**READING TEXT**
Every CSO has experienced that rare security project that takes life quickly and moves with a force of its own. The project seems to leave port without you. You wake up at night thinking through what might have been missed, trying to take solace in the rapid progress.
That, at least, is preferable to the project that just can't get under way—like my efforts to develop a background check program. Doing this can be a real challenge at a company that has operated for decades without anything more than a rudimentary screening to verify the accuracy of an applicant's education and work history. For those who must wrestle with this type of challenge, there is dangerous shoal water all around you.
It started when, as an outgrowth of our nation's new understanding of risk after 9/11, my industry self-administered a set of standards regarding background investigations. The inherent problem with a collective industrywide approach, though, is that it typically results in watered-down standards language with little direction. The room for company interpretation undermines the objective of demonstrating to Congress that the private sector can police itself, and it leaves CSOs in a precarious position, with few tools to help us overcome institutional obstacles.
I am the optimist, though, and my team and I rushed to work with key stakeholders, including human resources, legal and corporate compliance. I remember feeling good about how the project was being formulated. We had worked effectively enough with human resources on projects in the past, and it seemed like we were all speaking the same language.
The feeling would soon change. The artifacts of each organization's beliefs began to manifest themselves in missed milestones, unclear language and documents that could never shake their "draft" marking. The project started to feel like the little ship that couldn't. Every time we set sail, the S.S. Human Resources tugboat took us back to port.
Meanwhile, the security group had been given the required leeway to institute contractual requirements to manage risk with our partners and suppliers. It got so bad that the window washers contracted to clean our corporate headquarters had more stringent background checks and requirements than our own employees, who were operating processes that make up a portion of the nation's critical infrastructure.
Compromise is a necessary tactic. The hard part is drawing lines that preserve the intent of a given program. Let's take a look at why drawing those lines was harder than I expected and, in the end, impossible.
Hard question #1: Do the circumstances of a crime matter?
The trouble started when the human resources department's selected project manager was the company's diversity manager. I respect individuals and their diverse backgrounds, but I didn't anticipate, for instance, a discussion that certain felonies might sometimes be acceptable.
Acceptable? For security professionals, it can be hard to see the patterns exhibited by felons and not link them to missing qualities like integrity. We see those who are found guilty of serious crimes as missing the necessary qualities to support trust. I had the idea that any felony might disqualify employment.

**DATASET ROWS**
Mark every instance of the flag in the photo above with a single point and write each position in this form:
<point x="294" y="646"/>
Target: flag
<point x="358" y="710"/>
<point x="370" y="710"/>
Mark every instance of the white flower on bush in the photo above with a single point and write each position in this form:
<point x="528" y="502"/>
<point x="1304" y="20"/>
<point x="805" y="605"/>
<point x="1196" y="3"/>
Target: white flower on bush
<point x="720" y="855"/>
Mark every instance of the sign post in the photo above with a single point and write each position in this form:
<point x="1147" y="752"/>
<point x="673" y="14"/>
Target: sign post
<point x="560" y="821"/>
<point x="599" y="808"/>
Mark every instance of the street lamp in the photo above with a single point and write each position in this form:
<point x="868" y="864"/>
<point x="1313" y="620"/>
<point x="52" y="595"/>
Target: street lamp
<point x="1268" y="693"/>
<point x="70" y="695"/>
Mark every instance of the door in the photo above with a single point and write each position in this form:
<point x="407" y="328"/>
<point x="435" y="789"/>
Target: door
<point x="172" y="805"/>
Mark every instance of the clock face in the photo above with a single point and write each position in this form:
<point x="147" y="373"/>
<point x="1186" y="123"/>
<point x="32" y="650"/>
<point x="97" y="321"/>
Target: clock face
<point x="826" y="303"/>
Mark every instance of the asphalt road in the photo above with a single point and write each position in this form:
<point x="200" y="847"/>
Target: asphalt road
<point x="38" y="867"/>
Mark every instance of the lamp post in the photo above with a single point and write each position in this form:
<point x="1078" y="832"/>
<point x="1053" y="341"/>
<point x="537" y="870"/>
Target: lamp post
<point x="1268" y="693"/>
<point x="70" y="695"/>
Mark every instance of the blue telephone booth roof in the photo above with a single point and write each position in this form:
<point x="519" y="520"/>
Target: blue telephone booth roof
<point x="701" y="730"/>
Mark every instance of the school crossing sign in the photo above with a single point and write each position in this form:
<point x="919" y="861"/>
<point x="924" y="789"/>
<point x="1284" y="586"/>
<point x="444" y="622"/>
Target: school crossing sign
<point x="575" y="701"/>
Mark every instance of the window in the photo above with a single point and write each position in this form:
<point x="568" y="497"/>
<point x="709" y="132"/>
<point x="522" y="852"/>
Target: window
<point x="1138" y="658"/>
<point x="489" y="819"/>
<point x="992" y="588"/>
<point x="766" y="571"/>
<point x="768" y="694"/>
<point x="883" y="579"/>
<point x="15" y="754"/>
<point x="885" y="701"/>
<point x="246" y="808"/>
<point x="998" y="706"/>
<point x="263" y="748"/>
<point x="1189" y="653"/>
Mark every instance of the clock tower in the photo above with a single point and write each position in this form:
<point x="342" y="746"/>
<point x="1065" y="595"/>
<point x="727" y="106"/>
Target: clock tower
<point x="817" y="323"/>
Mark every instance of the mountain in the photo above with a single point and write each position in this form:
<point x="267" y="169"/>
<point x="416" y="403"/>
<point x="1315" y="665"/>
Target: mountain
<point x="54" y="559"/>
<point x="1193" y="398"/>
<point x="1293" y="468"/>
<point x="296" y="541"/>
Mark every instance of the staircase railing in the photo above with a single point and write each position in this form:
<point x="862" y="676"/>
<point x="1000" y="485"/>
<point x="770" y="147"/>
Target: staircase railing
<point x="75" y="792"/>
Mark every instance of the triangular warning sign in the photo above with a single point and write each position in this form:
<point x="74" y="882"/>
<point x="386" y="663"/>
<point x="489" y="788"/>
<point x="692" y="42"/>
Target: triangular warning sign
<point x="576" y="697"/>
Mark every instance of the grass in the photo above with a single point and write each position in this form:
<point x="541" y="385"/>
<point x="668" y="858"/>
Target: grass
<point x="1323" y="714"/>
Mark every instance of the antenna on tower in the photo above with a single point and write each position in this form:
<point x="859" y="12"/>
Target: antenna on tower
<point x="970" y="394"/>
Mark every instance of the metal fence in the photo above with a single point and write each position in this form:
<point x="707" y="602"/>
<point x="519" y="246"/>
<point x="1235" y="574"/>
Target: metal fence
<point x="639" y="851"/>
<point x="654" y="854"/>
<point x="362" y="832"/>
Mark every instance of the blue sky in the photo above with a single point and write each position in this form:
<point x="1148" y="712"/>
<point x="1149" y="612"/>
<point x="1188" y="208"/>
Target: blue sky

**WRITTEN REQUEST 1**
In the essay on the background check program, whom did the human resources department choose as its project manager?
**WRITTEN REQUEST 2**
Update the essay on the background check program between "Every CSO has" and "all around you.", inclusive, so that "rudimentary" reads "basic".

**WRITTEN ANSWER 1**
The company's diversity manager.

**WRITTEN ANSWER 2**
Every CSO has experienced that rare security project that takes life quickly and moves with a force of its own. The project seems to leave port without you. You wake up at night thinking through what might have been missed, trying to take solace in the rapid progress.
That, at least, is preferable to the project that just can't get under way—like my efforts to develop a background check program. Doing this can be a real challenge at a company that has operated for decades without anything more than a basic screening to verify the accuracy of an applicant's education and work history. For those who must wrestle with this type of challenge, there is dangerous shoal water all around you.